__EXERCISE PROMPT__
Quote the lines below word for word, leaving out the pictures.

------

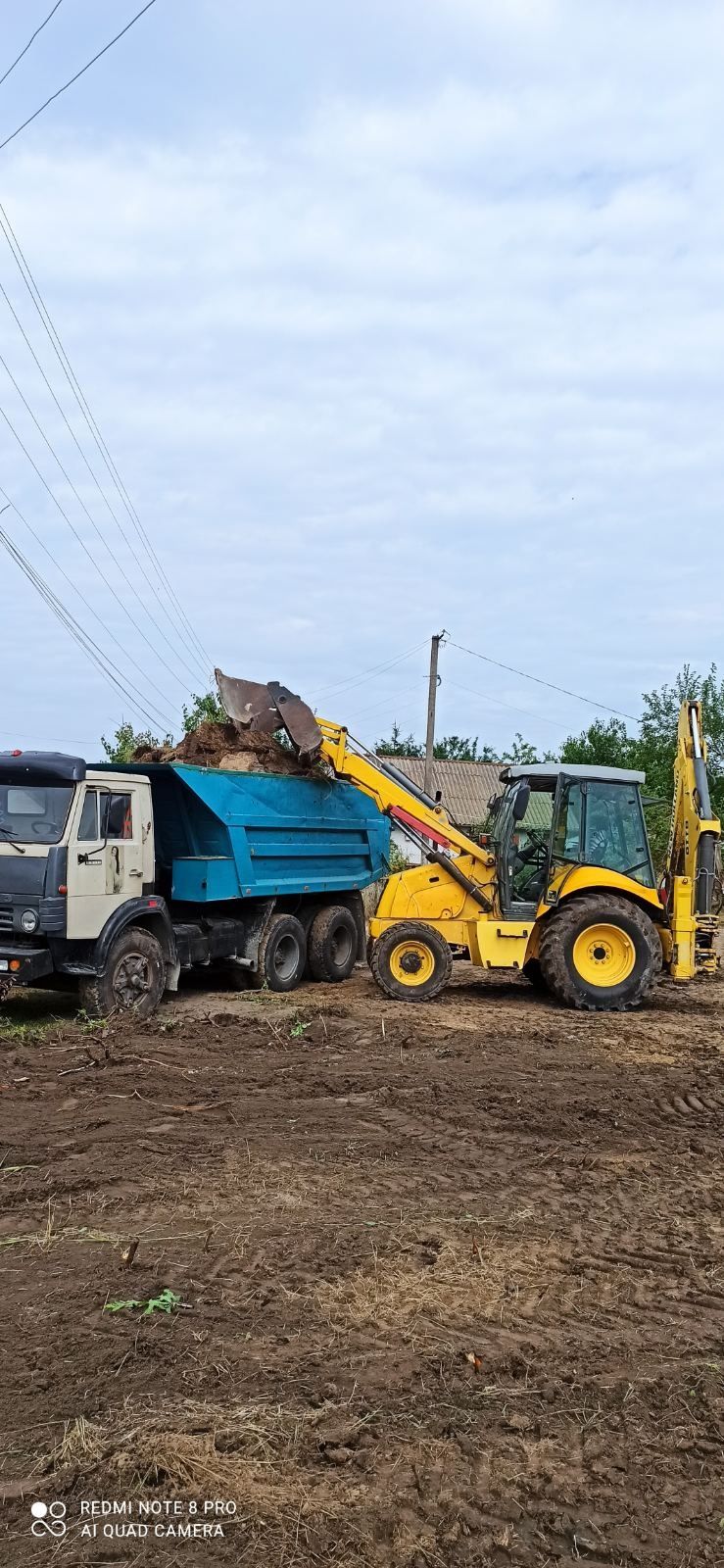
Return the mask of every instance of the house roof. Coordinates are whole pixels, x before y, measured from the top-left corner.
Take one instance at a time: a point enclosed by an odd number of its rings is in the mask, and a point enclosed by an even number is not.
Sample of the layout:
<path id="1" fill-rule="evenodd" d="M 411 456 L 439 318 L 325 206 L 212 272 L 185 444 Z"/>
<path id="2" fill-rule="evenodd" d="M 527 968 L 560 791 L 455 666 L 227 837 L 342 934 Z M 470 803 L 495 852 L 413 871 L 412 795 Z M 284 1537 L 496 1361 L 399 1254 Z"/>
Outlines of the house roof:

------

__SOLVED PROBLEM__
Return the mask of every instance of the house roof. Coordinates are whole pixels, x before y, measured from the top-left corner.
Take one instance at a time: a point enclosed by an odd number of its rings is in the mask, and a point enclosed by an even number is not.
Sample of the layout:
<path id="1" fill-rule="evenodd" d="M 411 456 L 439 318 L 325 206 L 212 272 L 185 444 Z"/>
<path id="2" fill-rule="evenodd" d="M 527 968 L 560 791 L 455 666 L 227 837 L 342 934 Z M 470 803 L 495 852 L 413 871 L 412 795 Z M 284 1537 L 496 1361 L 399 1254 Z"/>
Outlines of the house roof:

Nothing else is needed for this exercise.